----- Extracted text -----
University Struggles With Pandemic-Related Staffing Shortages

As students returned to a campus with far fewer restrictions in August with Colgate’s vaccine mandate in effect, departments across campus have struggled to keep up with the return to heightened operations due to widespread staffing shortages — an issue plaguing this transition at colleges and universities across the country.

Don Stanwick, the resident district manager of Dining Services, said that shortages have plagued dining services since the start of the academic year — operating at 50% of their usual staffing levels since August 2021. 

“We were short almost 65 people to what our normal staff was,” Stanwick said. “We’ve worked hard to get staff hired, and we’ve hired a few [employees], but we’re still probably close to running 30 [people] short.” 

Student employment hired a record number of Colgate students to fill these positions across dining locations on campus this year, including Chobani Cafe, Donovan’s Pub, and the coffee stand in Frank Dining Hall. 

“The goal is to continue to try to build student employment opportunities, and even give students opportunities for after graduation,” Stanwick said.

While Colgate’s staffing shortages have impacted campus operations, they are far from unique — staffing shortages are plaguing higher education institutions, particularly in dining and food operations, but across the board as well. The trend was pushed by a return to scaled-up on-campus operations this academic year after pandemic-related reduced capacities the year prior, a trend the Chronicle of Higher Education described as higher education’s “rocky reboot,” exacerbated by supply chain issues.

“We are in an all-out battle to keep our staffing levels up,” President Brian Casey told the Maroon-News in February, noting that staffing levels made Colgate’s check-in and testing protocols upon return to campus for the spring semester challenging. “The [check-in] staffing was hard, and staffing in general at the university is hard.”

Casey added that the shortages have spilled over into Colgate-owned businesses in the town of Hamilton — the Tavern at the Colgate Inn is not currently serving food on Tuesdays and Wednesdays as a result. 

“They don’t have the people — [the issue] is everywhere,” Casey said. “I was on the phone with another college president and one-third of their positions are empty — one-third — and this is a big metropolitan university.”

Locally-owned Hamilton businesses have also faced staffing shortages since the pandemic’s onset — Rye Berry owners Krista and Patrick Gramens said in their announcement that ongoing staffing issues went into their decision to close the business after serving as a community staple for the last four years. Flour & Salt owners Britty and Brendan O’Connor, who plan to take over Rye Berry’s space on Lebanon Street around the corner from their Maple Avenue location, have also been candid on Flour & Salt’s social media about the impact of staffing shortages on business operations.

Although increases in student employment have aided in filling positions, the staffing issues are far from over, as Dining Services and other departments, including Building and Grounds, continue to face issues.

“It’s been really tough with all the shortages in staffing but I’m really proud of our B&G team for all the hard work with such short staff,” Associate Vice President for Facilities and Capital Projects Stephen Hughes said.

Director of Campus Safety Terri Stewart said the shortage has left the department short an officer and an administrative team member, positions Campus Safety is currently beginning the search to fill.

As the issue is impacting staff departments across campus, students are also feeling the impacts of shortages. First-year Caroline Harlow said she’s noticed dining services staff stretched thin, having to perform multiple jobs at once.

“The other day in Frank [Dining Hall], I had to wait 10 minutes for the person to swipe my card because they were working the coffee station, too,” Harlow said.

While shortages represent a nationwide trend in higher education, Stanwick said finding employees is particularly difficult for dining services given Colgate’s rural location.

“The area really plays a big part in it, and why we probably struggle more than some of the other [insitutions] that might be in a more populated area,” Stanwick said.

As dining services saw an uptick in employment applications beginning in January, and as many pandemic-related restrictions are lifted on campus and statewide, there are signs things may be changing. 

“That fills me with hope — as we move forward — that there’s going to be more people in the job market looking for different positions,” Stanwick said.

But as the pandemic continues to disrupt industries nationwide, the university continues to deal with shortages across student employment, temporary staffing agencies and reduced hours, according to Stanwick.

Karenna Warden and Kirby Goodman contributed to reporting.
----- Data extract -----
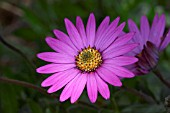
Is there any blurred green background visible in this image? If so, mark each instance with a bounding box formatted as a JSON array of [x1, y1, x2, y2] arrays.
[[0, 0, 170, 113]]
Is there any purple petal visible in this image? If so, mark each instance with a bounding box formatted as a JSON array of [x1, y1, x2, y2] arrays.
[[46, 37, 77, 56], [95, 73, 110, 99], [53, 29, 78, 51], [36, 64, 75, 74], [104, 56, 138, 66], [104, 32, 134, 52], [48, 70, 79, 93], [102, 64, 135, 78], [100, 22, 125, 51], [140, 16, 150, 43], [64, 18, 84, 50], [37, 52, 75, 63], [95, 17, 120, 49], [102, 44, 138, 59], [87, 73, 97, 103], [76, 16, 88, 47], [86, 13, 96, 47], [160, 30, 170, 50], [71, 74, 87, 103], [97, 67, 122, 86]]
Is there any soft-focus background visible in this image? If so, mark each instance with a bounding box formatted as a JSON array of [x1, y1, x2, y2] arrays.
[[0, 0, 170, 113]]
-----
> **Apply what you read**:
A. Reproduce the passage of the article on staffing shortages that begins at the words "Although increases in" and ends after the words "to face issues.".
B. Answer these questions using the article on staffing shortages.
(i) At what percentage of its usual staffing levels has Dining Services been operating since August 2021?
(ii) On which days is the Tavern at the Colgate Inn currently not serving food?
(iii) How long did Caroline Harlow wait in Frank Dining Hall for her card to be swiped?

> **Answers by item**:
A.
Although increases in student employment have aided in filling positions, the staffing issues are far from over, as Dining Services and other departments, including Building and Grounds, continue to face issues.

B.
(i) 50%
(ii) Tuesdays and Wednesdays
(iii) 10 minutes